Cette liste n’est pas exhaustive. La CNV propose que toute émotion ou tout sentiment qui nous traverse ne soit plus analysé en fonction des actions de la personne que nous pensons responsable de leur source, mais à la lumière de cette liste de besoins. Exemple :

Martine rentre du travail. Elle arrive impatiente de retrouver son mari et son cocon familial. Elle trouve son mari occupé à ranger son bureau, il l’embrasse rapidement puis retourne à ses affaires. Après le dîner devant un film, elle se blottit contre lui mais son mari reste captivé par ce qu’il regarde. Au moment de se coucher, devant sa mine contrariée, son mari lui demande « quelque chose ne va pas ? ». Elle lui répond alors « et bien, je suis déçue parce que tu es un peu distant ce soir ».

A votre avis, quelle est la suite du scénario ?

Il y a une probabilité considérable que le mari, se sentant mis en cause, cherche une façon de se défendre, ce qui risque de faire monter la mayonnaise. Martine fait en effet comprendre à son mari que son attitude ne lui plaît pas, et que c’est sa distance qui provoque chez elle de la contrariété.

Mais est-ce vraiment le comportement du mari qui pose problème ? Est-il vraiment distant, ou bien est-ce une perception de Martine qui, ce soir, avait un besoin précis plus marqué qu’à l’ordinaire que l’attitude de son mari ne suffit pas à combler ? En reprenant la liste des besoins ci-dessus, on pourrait imaginer par exemple qu’après une journée de travail éprouvante, Martine se sentait fatiguée et fragile, et qu’elle avait donc un besoin de proximité (interdépendance) et de toucher (besoins physiologiques) plus important que d’habitude pour se sentir en sécurité et s’apaiser. Son mari lui, n’a pas spécialement changé son comportement mais Martine a vécu cela comme de la distance de sa part.

Voyez-vous où je veux en venir ?

Reformulons la même scène avec le prisme des besoins :

Martine rentre du travail. Elle trouve son mari occupé à ranger son bureau, il l’embrasse rapidement et retourne à ses affaires. Le soir devant un film, elle se blottit contre lui mais son mari reste captivé par ce qu’il regarde. Martine ne se dit pas que son mari est distant, elle choisit d’écouter ses besoins et se rend compte qu’elle se sent triste parce que ce soir, elle a particulièrement besoin de proximité et de toucher pour se sentir en sécurité et apaisée. Elle peut alors demander ce qui contribuerait à son bien être (attention teasing du titre du chapitre siiiiiix !) :

Chéri, j’ai eu une journée éprouvante et j’ai besoin d’être plus proche de toi, j’aimerais que tu me prennes dans tes bras pendant qu’on regarde le film, tu veux bien que je me mette là, toute serrée contre toi ?

__Données affichées__.
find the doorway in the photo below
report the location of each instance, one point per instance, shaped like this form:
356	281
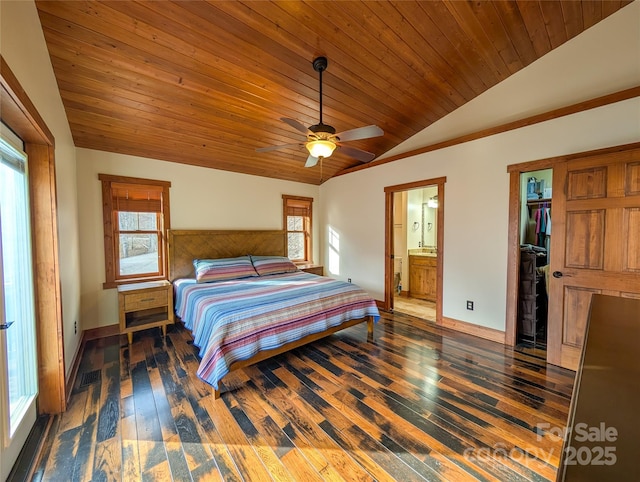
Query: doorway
414	248
594	246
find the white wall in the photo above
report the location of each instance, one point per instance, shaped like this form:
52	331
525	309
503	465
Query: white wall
23	47
477	187
200	198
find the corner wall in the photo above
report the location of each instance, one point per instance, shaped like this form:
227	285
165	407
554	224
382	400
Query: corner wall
603	59
200	198
23	47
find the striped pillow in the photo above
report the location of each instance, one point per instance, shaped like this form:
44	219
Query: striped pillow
208	270
266	265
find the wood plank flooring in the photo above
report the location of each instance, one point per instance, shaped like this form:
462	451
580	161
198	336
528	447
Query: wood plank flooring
419	403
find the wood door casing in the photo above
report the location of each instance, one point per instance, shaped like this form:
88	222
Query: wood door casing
595	244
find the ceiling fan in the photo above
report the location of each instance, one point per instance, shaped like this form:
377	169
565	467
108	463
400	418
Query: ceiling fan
322	139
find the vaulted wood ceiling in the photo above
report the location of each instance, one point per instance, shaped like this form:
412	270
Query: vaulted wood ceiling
206	83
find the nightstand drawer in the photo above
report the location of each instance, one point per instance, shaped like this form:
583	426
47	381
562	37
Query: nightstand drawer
148	299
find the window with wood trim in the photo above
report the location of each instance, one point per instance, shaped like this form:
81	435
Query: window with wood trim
297	223
136	218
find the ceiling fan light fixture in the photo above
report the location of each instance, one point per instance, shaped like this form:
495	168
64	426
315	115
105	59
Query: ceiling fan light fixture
320	148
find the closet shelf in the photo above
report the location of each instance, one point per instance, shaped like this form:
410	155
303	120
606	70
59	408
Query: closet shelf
533	202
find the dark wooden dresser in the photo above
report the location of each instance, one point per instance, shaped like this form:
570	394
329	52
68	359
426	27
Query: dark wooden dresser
603	440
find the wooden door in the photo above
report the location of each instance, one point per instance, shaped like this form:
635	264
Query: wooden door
595	244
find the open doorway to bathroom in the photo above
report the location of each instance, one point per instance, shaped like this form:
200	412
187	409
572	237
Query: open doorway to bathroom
415	257
414	248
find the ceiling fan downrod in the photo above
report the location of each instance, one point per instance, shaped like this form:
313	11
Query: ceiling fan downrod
320	65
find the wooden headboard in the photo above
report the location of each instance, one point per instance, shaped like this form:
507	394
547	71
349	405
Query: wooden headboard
187	245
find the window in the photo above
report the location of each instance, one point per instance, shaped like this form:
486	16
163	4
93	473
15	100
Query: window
297	223
136	217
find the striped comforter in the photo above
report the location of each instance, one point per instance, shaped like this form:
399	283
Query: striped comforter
233	320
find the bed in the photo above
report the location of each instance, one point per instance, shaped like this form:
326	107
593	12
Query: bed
246	302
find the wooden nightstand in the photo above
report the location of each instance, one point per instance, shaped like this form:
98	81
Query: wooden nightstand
145	305
312	268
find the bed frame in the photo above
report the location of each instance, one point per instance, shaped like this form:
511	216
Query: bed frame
186	245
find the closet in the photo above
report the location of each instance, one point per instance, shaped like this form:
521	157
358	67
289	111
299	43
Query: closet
535	236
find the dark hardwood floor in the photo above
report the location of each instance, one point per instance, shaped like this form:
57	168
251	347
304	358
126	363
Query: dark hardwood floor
419	403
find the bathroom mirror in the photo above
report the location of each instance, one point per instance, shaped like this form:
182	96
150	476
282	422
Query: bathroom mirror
429	225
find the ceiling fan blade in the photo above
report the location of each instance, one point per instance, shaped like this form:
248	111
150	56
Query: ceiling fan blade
362	156
360	133
275	148
295	124
311	161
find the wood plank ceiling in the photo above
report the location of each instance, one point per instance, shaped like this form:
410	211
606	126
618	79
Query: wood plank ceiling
206	83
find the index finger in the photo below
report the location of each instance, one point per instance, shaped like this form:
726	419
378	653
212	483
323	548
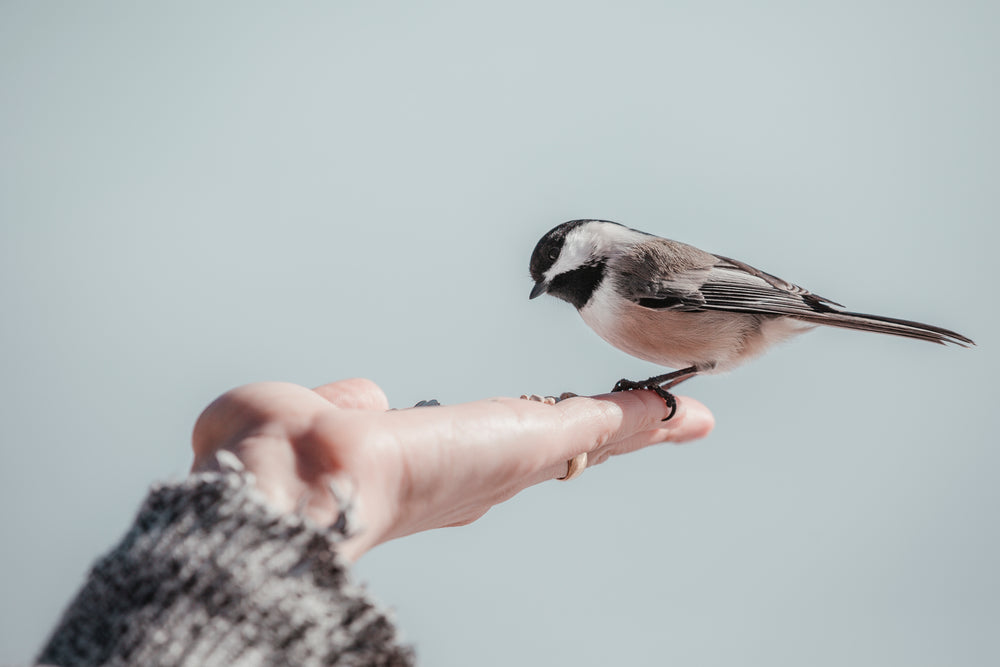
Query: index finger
622	416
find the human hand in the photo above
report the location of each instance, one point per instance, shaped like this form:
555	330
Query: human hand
422	468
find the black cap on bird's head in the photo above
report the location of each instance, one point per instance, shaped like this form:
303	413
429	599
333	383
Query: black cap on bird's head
546	253
580	271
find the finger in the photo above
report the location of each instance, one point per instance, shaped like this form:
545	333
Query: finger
691	422
355	393
616	417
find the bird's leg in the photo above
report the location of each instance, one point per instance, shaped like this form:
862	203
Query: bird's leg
660	384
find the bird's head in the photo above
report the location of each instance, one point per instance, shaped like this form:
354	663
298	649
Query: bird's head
570	260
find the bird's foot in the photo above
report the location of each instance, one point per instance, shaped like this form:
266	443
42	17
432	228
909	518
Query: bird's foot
652	385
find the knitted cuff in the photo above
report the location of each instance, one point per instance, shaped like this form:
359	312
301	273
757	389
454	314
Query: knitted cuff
210	574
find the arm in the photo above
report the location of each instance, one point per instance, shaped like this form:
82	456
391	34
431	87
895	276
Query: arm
247	560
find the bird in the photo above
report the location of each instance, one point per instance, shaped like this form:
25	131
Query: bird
677	306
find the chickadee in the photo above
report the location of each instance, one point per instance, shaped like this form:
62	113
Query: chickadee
681	307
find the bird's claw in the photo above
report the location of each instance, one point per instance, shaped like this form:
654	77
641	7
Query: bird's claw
668	398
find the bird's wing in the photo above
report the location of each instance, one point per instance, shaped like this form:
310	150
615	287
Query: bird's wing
713	283
729	285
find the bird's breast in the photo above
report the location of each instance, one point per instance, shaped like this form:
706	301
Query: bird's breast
709	340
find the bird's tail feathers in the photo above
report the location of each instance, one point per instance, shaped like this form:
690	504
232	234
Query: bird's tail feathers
888	325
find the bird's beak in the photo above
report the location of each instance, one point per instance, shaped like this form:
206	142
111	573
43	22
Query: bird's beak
540	288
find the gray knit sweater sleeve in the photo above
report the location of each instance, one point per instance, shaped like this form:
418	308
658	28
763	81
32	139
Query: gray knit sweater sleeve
209	574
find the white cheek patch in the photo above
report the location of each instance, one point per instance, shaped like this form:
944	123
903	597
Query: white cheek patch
574	254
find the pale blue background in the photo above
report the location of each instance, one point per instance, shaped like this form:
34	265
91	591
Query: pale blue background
195	196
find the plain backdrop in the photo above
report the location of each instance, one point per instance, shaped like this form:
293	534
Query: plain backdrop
199	195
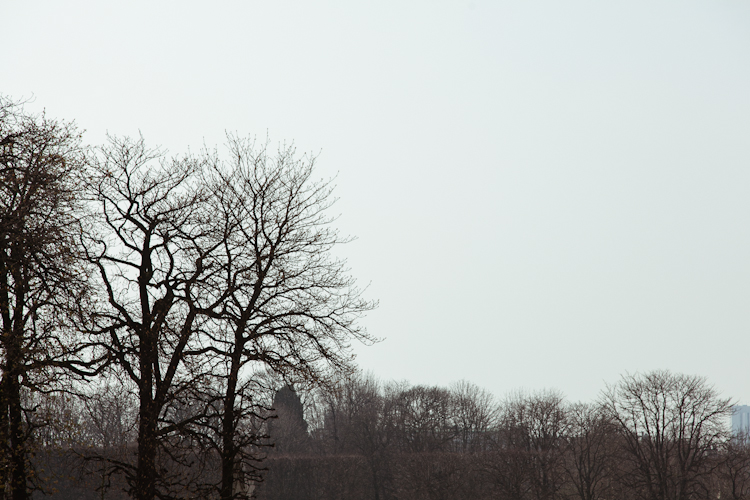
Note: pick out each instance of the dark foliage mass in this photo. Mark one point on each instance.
(180, 328)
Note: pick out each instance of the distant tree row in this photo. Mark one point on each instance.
(653, 436)
(154, 288)
(179, 328)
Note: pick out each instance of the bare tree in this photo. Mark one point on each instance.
(41, 276)
(734, 469)
(590, 451)
(284, 302)
(531, 434)
(149, 250)
(474, 415)
(671, 424)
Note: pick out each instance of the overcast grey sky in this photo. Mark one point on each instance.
(545, 194)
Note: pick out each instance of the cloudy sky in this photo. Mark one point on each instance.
(545, 194)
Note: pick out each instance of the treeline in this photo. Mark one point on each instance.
(656, 436)
(659, 436)
(157, 312)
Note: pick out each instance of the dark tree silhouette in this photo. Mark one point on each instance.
(41, 276)
(670, 424)
(286, 304)
(149, 250)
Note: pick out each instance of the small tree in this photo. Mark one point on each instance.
(670, 424)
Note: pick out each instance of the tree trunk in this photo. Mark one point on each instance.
(228, 451)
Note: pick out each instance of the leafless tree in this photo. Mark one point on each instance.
(149, 248)
(284, 302)
(41, 276)
(671, 425)
(529, 455)
(590, 451)
(734, 469)
(474, 415)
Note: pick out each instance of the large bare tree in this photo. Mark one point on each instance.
(284, 302)
(149, 249)
(41, 276)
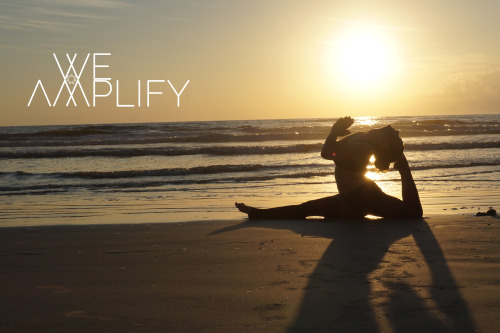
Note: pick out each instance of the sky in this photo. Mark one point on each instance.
(245, 59)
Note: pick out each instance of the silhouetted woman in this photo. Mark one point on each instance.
(358, 195)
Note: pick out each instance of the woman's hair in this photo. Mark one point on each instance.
(389, 150)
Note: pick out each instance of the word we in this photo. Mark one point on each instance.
(71, 77)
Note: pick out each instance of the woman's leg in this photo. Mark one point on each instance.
(329, 207)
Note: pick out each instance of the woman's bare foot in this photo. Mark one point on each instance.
(243, 208)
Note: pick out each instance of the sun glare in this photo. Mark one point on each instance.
(365, 60)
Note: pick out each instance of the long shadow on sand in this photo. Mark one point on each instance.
(342, 295)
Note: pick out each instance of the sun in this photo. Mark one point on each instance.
(365, 60)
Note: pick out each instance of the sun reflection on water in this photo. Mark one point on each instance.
(366, 121)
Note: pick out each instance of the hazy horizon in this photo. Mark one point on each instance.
(258, 60)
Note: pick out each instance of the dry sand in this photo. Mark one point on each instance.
(441, 274)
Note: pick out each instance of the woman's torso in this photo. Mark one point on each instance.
(350, 173)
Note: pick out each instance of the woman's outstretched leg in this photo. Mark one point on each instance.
(329, 207)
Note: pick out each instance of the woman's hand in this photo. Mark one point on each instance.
(402, 164)
(340, 128)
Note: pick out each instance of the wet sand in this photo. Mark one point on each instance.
(441, 274)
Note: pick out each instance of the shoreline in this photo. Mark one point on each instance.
(437, 274)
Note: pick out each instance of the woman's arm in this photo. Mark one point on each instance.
(340, 128)
(409, 190)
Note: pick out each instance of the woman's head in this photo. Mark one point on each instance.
(388, 146)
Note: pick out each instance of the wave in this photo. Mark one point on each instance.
(236, 150)
(234, 131)
(251, 173)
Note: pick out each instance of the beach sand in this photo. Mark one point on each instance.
(441, 274)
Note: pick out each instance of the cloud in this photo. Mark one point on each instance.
(468, 92)
(89, 3)
(476, 86)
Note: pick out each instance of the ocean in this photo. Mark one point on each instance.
(193, 171)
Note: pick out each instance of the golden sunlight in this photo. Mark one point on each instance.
(365, 60)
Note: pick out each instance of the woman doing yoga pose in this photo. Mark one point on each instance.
(358, 195)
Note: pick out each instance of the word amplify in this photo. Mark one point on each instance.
(74, 80)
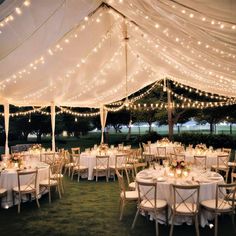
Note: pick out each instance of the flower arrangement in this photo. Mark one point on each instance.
(103, 147)
(16, 159)
(179, 165)
(164, 141)
(201, 147)
(35, 147)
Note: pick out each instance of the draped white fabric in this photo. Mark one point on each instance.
(53, 52)
(103, 118)
(53, 120)
(6, 122)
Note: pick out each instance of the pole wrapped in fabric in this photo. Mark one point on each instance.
(103, 118)
(53, 118)
(6, 121)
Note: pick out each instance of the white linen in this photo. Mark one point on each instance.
(88, 159)
(53, 52)
(207, 181)
(8, 180)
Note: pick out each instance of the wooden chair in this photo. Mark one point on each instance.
(223, 203)
(148, 202)
(200, 161)
(102, 165)
(78, 168)
(186, 203)
(125, 196)
(26, 185)
(71, 160)
(149, 158)
(222, 165)
(178, 150)
(53, 181)
(48, 157)
(3, 193)
(161, 154)
(120, 164)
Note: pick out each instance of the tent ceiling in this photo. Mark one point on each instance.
(52, 51)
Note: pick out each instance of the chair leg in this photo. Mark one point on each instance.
(172, 225)
(135, 219)
(49, 195)
(196, 225)
(122, 209)
(216, 225)
(157, 230)
(37, 201)
(19, 202)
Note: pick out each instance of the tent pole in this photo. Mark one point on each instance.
(53, 118)
(6, 121)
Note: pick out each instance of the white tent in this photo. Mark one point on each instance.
(72, 52)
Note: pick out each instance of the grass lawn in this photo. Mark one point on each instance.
(89, 208)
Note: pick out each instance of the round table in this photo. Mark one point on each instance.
(8, 179)
(206, 179)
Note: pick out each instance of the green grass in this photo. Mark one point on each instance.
(88, 208)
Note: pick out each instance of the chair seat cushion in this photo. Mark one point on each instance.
(80, 168)
(70, 164)
(132, 185)
(150, 204)
(55, 176)
(130, 195)
(221, 167)
(211, 204)
(186, 208)
(3, 191)
(25, 188)
(99, 168)
(47, 183)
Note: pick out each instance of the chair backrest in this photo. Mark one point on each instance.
(200, 161)
(222, 160)
(161, 151)
(178, 149)
(27, 180)
(180, 157)
(186, 196)
(226, 150)
(55, 169)
(75, 151)
(225, 196)
(102, 162)
(48, 157)
(147, 191)
(121, 183)
(120, 160)
(139, 166)
(149, 158)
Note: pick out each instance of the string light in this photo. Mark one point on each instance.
(12, 16)
(59, 46)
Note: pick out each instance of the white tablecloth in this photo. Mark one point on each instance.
(211, 156)
(88, 159)
(8, 180)
(207, 181)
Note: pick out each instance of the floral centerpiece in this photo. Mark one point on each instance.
(201, 147)
(164, 141)
(102, 148)
(36, 147)
(16, 159)
(179, 167)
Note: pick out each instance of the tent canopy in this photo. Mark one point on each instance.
(72, 52)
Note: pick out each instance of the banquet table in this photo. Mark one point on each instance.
(211, 156)
(88, 159)
(206, 179)
(8, 179)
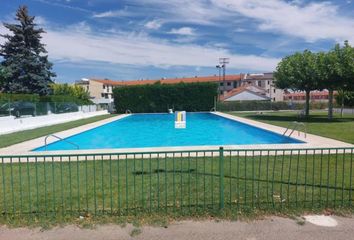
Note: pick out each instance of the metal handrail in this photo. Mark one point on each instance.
(295, 126)
(52, 135)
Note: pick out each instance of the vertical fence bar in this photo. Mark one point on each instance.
(327, 186)
(253, 178)
(351, 176)
(165, 188)
(3, 185)
(126, 183)
(61, 185)
(78, 183)
(53, 187)
(321, 170)
(259, 178)
(86, 184)
(273, 175)
(297, 178)
(118, 185)
(343, 174)
(238, 182)
(289, 176)
(221, 178)
(110, 183)
(189, 182)
(20, 180)
(45, 186)
(174, 182)
(102, 185)
(204, 180)
(281, 179)
(305, 193)
(134, 183)
(94, 185)
(142, 182)
(313, 178)
(150, 182)
(12, 187)
(70, 188)
(335, 180)
(29, 187)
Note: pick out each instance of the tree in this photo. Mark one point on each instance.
(29, 70)
(337, 71)
(298, 72)
(3, 76)
(75, 91)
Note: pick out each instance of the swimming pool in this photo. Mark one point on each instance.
(158, 130)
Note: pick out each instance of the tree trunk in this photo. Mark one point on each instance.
(307, 105)
(330, 103)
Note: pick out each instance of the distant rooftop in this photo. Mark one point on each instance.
(234, 77)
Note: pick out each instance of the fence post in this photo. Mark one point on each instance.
(221, 178)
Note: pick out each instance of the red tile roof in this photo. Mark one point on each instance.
(233, 92)
(235, 77)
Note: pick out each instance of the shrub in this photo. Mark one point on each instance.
(265, 105)
(160, 97)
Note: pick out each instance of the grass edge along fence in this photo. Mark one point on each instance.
(183, 182)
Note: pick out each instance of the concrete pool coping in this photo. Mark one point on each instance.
(311, 141)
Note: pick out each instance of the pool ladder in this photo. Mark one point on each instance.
(293, 126)
(55, 136)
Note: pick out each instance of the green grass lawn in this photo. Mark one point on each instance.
(13, 138)
(339, 128)
(187, 186)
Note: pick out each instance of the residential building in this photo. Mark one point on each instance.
(245, 93)
(264, 81)
(236, 87)
(101, 90)
(315, 96)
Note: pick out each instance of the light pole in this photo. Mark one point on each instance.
(219, 67)
(223, 62)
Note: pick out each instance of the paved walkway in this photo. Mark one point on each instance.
(270, 228)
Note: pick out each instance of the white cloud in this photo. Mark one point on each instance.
(115, 13)
(183, 31)
(72, 44)
(154, 24)
(312, 21)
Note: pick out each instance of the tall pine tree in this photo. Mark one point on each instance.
(25, 58)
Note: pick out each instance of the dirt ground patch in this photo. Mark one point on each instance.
(269, 228)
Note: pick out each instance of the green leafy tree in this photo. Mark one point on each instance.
(74, 91)
(25, 59)
(337, 71)
(3, 76)
(298, 72)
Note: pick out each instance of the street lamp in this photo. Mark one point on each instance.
(219, 67)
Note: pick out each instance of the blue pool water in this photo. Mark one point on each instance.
(157, 130)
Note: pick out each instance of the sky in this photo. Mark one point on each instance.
(152, 39)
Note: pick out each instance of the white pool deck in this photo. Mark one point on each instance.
(311, 141)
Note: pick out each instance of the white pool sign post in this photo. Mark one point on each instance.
(180, 119)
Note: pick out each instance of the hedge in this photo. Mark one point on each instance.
(159, 97)
(5, 97)
(265, 105)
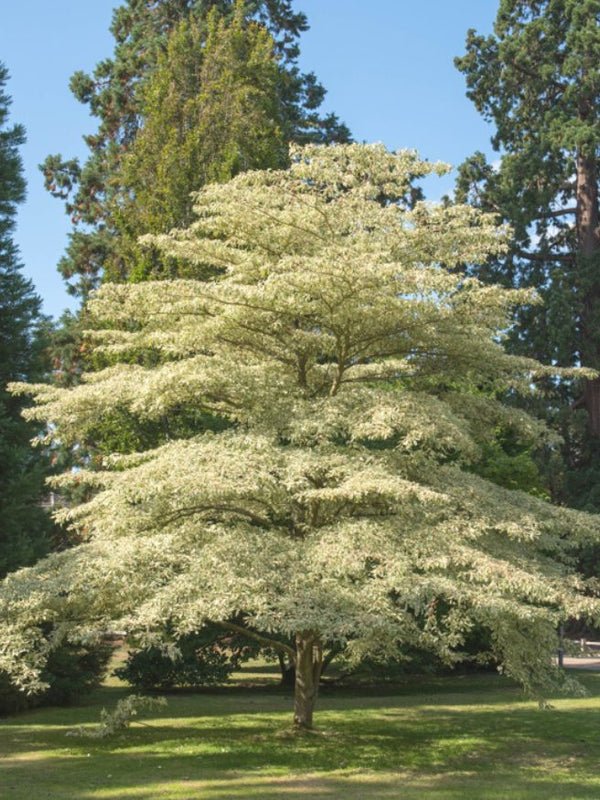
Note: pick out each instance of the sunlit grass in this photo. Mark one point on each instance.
(449, 738)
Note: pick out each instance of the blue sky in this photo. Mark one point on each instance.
(387, 66)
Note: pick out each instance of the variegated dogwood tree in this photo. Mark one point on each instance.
(358, 370)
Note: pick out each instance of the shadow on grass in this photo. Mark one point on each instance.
(449, 745)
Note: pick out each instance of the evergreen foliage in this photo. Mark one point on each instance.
(343, 342)
(286, 105)
(536, 79)
(25, 528)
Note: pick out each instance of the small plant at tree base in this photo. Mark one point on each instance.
(113, 722)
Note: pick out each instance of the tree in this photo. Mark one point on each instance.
(536, 79)
(358, 369)
(25, 532)
(211, 109)
(115, 94)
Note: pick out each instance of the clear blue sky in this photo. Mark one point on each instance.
(387, 66)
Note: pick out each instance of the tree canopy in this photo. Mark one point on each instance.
(116, 94)
(25, 528)
(536, 79)
(357, 370)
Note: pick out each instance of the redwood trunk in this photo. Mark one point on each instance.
(589, 248)
(309, 660)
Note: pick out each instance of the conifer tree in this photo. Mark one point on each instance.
(342, 343)
(24, 527)
(115, 94)
(537, 79)
(211, 109)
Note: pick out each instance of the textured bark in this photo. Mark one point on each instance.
(309, 660)
(589, 249)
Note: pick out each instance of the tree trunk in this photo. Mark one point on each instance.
(309, 659)
(288, 672)
(589, 249)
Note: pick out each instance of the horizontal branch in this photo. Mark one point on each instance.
(564, 257)
(257, 637)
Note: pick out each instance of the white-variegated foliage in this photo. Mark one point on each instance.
(359, 368)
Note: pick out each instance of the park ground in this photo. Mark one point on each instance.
(451, 738)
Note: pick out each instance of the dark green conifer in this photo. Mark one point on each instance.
(25, 527)
(537, 79)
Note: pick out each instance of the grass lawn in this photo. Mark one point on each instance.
(449, 739)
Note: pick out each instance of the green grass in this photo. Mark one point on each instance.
(449, 739)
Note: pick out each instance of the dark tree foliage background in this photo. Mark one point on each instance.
(537, 79)
(25, 528)
(115, 94)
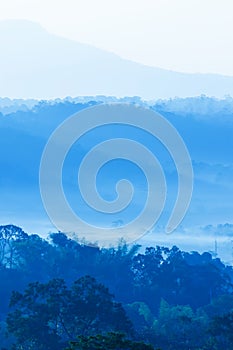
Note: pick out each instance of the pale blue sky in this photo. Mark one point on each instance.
(182, 35)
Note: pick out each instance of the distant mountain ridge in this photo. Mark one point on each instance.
(37, 64)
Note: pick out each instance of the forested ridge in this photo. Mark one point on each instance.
(59, 293)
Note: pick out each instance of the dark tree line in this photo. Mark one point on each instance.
(58, 291)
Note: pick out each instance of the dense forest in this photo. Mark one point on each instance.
(59, 293)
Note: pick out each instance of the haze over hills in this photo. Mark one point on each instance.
(37, 64)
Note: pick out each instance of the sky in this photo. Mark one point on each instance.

__Exercice court A__. Restituez mot pour mot le passage du texte sur la communication non violente qui va de « Martine rentre du travail. Elle arrive » jusqu'à « de la contrariété. ».
__Exercice court B__. Prolongez le texte sur la communication non violente en reprenant juste après sa dernière phrase.

__Bonne réponse A__.
Martine rentre du travail. Elle arrive impatiente de retrouver son mari et son cocon familial. Elle trouve son mari occupé à ranger son bureau, il l’embrasse rapidement puis retourne à ses affaires. Après le dîner devant un film, elle se blottit contre lui mais son mari reste captivé par ce qu’il regarde. Au moment de se coucher, devant sa mine contrariée, son mari lui demande « quelque chose ne va pas ? ». Elle lui répond alors « et bien, je suis déçue parce que tu es un peu distant ce soir ».

A votre avis, quelle est la suite du scénario ?

Il y a une probabilité considérable que le mari, se sentant mis en cause, cherche une façon de se défendre, ce qui risque de faire monter la mayonnaise. Martine fait en effet comprendre à son mari que son attitude ne lui plaît pas, et que c’est sa distance qui provoque chez elle de la contrariété.

__Bonne réponse B__.
Dans ces conditions, il y a peu de chances que la réponse soit non. Au contraire, il y a de bonnes chances que le mari se rende compte que ce soir sa femme n’a pas l’air dans son assiette et qu’il lui donne les gestes tendres dont elle a besoin pour se sentir mieux. Et si c’est quand même non, que fait Martine ? On verra ça en détails quand je vous parlerai du chapitre qui traite de la différence entre la demande et l’exigence ^^

Le cas des relations parents / enfants

Dans le langage ordinaire, nous avons mille et une occasion de rendre les enfants responsables de notre état.

  • Je suis en colère parce que tu ne ranges pas ta chambre
  • Je suis déçue parce que tu as raté ton épreuve
  • Je suis stressée parce que tu parles trop
  • ….

Qu’on s’adresse aux adultes ou aux enfants, le fait de rendre l’autre responsable de notre état a plusieurs effets indésirables

  • l’autre pense que c’est lui le problème, ce qui fragilise fortement la confiance en soi
  • l’autre peut se sentir coupable, et vouloir se défendre -> naissance du conflit : « Ouais ben c’est MA chambre t’a qu’à pas y rentrer !  » Ce à quoi le parent peut répondre « Ne me parle pas comme ça !!! » et ainsi de suite, je pense que tous les parents ont eu ou auront à faire face à ce genre de situations désagréables pour tout le monde.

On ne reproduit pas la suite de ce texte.